* [Task directions]: Render the text lines of the entries below as a JSON list of strings, one string per line, with blank lines skipped and the pictures left out.
○ ○ ○ ○
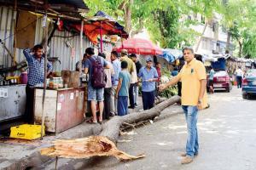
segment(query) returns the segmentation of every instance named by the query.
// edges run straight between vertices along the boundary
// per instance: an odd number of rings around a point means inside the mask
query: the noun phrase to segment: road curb
[[[166,110],[164,110],[160,116],[154,118],[154,121],[160,121],[177,114],[182,113],[182,110],[180,106],[177,105],[171,105]],[[49,137],[51,138],[49,139],[47,137],[44,138],[46,140],[52,141],[57,139],[76,139],[76,138],[85,138],[90,135],[97,135],[102,131],[101,125],[94,125],[94,124],[88,124],[84,122],[77,127],[74,127],[71,129],[68,129],[61,133],[57,134],[55,137]],[[41,156],[40,149],[44,147],[49,146],[48,144],[42,144],[40,147],[34,149],[28,156],[26,156],[19,160],[10,160],[5,161],[4,162],[0,163],[0,169],[2,170],[17,170],[17,169],[26,169],[26,168],[32,168],[32,167],[40,167],[42,165],[52,162],[55,158]]]

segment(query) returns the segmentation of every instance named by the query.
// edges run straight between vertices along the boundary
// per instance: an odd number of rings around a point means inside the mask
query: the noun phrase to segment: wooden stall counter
○ ○ ○ ○
* [The response]:
[
  "segment(query) returns the segmentation of every instance named by the query.",
  "// edges run straight between vertices along the boundary",
  "// per instance: an odd number of rings around a point means inside the mask",
  "query: the noun phrase to segment: road curb",
  "[[[166,110],[164,110],[160,116],[154,118],[154,121],[160,121],[177,114],[182,113],[182,110],[180,106],[177,105],[171,105]],[[49,137],[51,138],[49,139],[47,137],[44,138],[46,140],[52,141],[57,139],[76,139],[76,138],[85,138],[90,135],[97,135],[102,131],[101,125],[94,125],[94,124],[88,124],[84,122],[77,127],[74,127],[71,129],[68,129],[61,133],[57,134],[55,137]],[[41,156],[40,149],[44,147],[49,146],[48,144],[42,144],[40,147],[34,149],[28,156],[26,156],[19,160],[10,160],[5,161],[4,162],[0,163],[0,169],[2,170],[17,170],[17,169],[26,169],[26,168],[32,168],[32,167],[40,167],[42,165],[52,162],[55,158]]]",
  "segment(query) returns the segmentation of every instance named by the query.",
  "// edges run straight between vertices along the boundary",
  "// per instance: an odd number of rings around a point means inside the mask",
  "query: the noun phrase to segment: wooden stall counter"
]